» **Task goal**
Please return exactly the lines from the one containing "class is handbag." through the end of the records, including both.

» **Annotated photo localization data**
+ + + + +

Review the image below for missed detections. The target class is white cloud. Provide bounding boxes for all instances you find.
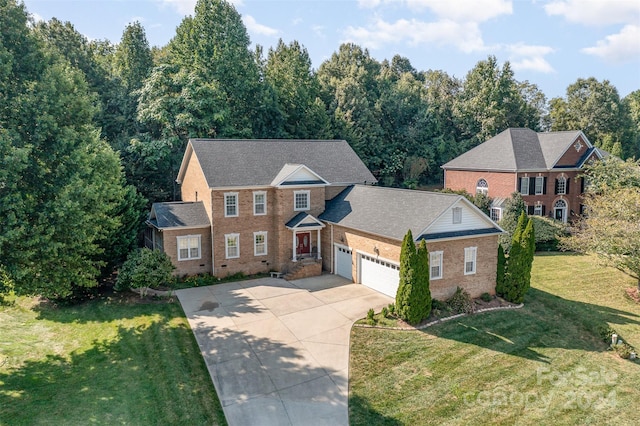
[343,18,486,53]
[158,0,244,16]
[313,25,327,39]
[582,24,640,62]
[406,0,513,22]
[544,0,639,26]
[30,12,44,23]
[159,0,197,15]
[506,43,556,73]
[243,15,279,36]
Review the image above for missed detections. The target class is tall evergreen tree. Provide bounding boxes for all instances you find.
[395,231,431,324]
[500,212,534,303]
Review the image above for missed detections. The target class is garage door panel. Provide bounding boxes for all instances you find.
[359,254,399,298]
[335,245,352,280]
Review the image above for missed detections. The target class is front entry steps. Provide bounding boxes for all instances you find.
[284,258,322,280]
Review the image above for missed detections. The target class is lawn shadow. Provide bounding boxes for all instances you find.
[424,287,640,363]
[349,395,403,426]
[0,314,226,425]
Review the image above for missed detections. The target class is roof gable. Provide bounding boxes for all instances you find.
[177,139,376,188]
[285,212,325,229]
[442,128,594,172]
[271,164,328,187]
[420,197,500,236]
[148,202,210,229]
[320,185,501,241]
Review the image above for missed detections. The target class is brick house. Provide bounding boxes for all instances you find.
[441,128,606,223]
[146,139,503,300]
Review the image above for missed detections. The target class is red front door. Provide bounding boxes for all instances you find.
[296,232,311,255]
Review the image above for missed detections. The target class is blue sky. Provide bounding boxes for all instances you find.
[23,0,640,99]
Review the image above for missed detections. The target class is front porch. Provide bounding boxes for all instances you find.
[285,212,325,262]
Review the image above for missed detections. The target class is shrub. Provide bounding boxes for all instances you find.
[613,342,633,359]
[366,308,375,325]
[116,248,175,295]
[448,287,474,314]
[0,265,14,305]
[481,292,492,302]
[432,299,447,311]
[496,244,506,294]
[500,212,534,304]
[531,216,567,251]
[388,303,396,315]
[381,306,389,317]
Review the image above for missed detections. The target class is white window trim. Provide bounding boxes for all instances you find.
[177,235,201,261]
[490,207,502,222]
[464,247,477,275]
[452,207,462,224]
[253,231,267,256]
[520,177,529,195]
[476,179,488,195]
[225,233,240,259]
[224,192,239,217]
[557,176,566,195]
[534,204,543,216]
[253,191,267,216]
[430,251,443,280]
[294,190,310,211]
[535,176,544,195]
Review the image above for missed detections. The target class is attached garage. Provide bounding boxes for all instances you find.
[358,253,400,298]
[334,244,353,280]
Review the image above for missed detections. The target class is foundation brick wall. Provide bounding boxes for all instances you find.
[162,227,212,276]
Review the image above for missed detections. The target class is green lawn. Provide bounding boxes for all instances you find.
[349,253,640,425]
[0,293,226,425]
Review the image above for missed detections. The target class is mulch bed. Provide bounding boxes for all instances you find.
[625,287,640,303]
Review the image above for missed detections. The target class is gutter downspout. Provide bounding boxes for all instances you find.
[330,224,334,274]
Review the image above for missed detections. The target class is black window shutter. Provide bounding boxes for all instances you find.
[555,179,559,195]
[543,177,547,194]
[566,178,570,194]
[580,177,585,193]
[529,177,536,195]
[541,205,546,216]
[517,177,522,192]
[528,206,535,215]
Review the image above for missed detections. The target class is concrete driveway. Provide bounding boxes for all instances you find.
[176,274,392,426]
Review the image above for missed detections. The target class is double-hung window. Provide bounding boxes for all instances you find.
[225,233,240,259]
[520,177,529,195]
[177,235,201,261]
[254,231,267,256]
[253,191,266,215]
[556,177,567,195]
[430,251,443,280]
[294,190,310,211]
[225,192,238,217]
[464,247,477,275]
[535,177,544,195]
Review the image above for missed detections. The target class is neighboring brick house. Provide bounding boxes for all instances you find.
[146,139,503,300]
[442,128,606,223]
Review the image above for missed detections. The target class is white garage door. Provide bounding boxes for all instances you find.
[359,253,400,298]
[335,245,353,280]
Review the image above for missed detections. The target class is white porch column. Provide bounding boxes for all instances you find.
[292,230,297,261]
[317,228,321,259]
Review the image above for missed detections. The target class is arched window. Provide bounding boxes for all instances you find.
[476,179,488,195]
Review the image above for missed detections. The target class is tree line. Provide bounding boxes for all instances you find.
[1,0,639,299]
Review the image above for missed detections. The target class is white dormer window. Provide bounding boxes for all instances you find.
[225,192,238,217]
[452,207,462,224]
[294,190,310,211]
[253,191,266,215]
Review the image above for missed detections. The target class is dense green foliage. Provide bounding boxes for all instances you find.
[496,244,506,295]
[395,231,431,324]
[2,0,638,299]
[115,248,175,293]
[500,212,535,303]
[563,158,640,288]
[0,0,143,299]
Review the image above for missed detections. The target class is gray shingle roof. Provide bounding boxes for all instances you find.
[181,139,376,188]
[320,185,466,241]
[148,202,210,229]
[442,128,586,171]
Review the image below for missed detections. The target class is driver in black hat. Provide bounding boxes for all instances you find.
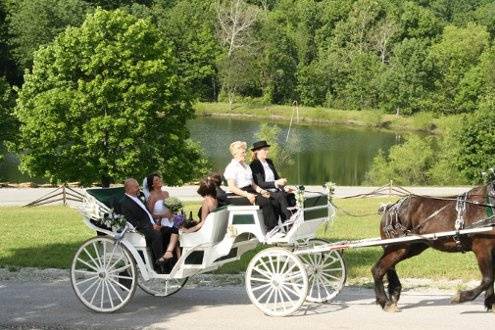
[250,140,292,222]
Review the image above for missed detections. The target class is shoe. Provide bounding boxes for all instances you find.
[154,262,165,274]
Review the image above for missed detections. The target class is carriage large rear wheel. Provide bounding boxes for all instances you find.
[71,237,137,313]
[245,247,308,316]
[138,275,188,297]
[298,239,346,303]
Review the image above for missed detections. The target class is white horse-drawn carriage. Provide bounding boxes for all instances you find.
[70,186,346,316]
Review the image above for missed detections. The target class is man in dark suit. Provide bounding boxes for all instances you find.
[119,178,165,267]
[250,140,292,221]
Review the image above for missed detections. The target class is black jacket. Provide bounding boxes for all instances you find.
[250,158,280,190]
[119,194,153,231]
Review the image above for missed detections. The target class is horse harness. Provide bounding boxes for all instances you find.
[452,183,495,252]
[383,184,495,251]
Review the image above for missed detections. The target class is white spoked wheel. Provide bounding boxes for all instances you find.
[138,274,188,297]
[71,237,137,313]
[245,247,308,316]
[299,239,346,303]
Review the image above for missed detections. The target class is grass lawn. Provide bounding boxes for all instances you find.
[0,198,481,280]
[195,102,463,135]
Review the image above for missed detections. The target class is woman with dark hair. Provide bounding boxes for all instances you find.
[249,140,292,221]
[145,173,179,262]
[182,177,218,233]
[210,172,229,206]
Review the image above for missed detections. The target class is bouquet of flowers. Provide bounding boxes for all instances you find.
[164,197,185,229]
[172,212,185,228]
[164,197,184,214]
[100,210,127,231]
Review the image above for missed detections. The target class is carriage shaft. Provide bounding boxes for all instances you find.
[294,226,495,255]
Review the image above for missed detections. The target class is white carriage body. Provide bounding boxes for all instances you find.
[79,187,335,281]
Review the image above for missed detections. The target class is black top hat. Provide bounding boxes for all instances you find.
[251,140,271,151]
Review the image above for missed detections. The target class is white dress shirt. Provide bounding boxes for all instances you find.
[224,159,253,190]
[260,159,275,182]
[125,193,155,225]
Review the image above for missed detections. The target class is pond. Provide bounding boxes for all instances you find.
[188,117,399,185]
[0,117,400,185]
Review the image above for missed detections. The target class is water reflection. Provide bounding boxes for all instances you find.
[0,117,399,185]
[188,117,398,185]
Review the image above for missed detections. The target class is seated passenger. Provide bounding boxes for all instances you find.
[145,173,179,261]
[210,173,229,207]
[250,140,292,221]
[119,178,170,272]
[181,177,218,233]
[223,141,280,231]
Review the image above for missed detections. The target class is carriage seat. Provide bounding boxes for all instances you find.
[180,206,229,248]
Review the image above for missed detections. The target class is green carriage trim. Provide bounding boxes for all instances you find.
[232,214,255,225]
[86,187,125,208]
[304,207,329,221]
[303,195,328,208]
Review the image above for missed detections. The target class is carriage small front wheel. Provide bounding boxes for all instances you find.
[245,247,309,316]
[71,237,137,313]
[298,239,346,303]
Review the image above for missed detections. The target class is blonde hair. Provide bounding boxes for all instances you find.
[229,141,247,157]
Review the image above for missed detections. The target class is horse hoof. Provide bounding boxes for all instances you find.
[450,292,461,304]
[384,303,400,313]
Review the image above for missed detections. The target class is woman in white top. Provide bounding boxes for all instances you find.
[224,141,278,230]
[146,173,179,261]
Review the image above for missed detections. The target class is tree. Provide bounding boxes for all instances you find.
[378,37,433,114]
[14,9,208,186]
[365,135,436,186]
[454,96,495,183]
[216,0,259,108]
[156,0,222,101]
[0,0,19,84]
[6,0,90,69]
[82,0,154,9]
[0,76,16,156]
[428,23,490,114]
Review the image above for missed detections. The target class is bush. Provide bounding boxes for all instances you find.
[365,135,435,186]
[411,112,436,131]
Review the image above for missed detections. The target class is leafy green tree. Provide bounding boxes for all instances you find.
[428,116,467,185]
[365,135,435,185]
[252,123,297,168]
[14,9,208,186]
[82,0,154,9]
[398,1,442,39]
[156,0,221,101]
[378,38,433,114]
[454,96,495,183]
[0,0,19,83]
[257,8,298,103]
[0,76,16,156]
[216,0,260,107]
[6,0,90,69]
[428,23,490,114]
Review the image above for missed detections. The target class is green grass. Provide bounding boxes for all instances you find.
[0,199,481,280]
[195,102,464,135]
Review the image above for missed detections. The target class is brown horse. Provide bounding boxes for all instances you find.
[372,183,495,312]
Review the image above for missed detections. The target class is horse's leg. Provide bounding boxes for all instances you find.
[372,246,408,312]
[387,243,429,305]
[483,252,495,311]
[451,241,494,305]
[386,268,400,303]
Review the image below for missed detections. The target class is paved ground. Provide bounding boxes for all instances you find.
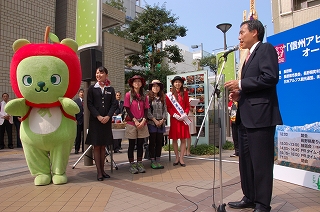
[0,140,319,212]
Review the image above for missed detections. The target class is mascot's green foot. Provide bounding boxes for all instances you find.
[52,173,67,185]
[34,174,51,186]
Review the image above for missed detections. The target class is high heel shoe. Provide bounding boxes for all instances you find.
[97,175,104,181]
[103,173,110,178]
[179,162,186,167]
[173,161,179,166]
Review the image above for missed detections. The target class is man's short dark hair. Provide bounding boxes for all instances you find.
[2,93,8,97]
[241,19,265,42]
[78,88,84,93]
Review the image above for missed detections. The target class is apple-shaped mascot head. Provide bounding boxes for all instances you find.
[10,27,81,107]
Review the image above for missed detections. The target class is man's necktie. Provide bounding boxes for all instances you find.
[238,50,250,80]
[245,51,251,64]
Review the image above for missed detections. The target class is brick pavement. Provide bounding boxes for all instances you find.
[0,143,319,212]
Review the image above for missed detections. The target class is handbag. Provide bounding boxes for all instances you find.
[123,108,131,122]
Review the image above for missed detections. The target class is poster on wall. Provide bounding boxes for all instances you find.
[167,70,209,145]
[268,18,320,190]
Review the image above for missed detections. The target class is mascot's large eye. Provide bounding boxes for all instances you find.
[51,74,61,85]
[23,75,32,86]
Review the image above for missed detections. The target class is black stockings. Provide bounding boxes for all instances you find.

+ + + + +

» **Solution**
Review the image above for missed detections. The target class is handbag. Provide bounding boxes for all instances you find.
[123,108,131,122]
Review the image above for missed detections. The target class is poster on wall. Provide bounding boxes for all instances you find.
[167,70,209,145]
[268,18,320,190]
Review the image above for missed detections. The target class is mascot's large eye. Provide bounding boxes for all instances you find.
[51,74,61,85]
[23,75,32,86]
Review the image above for missed detections. The target class is black stockings. Provide bounding boxes for all instances you find.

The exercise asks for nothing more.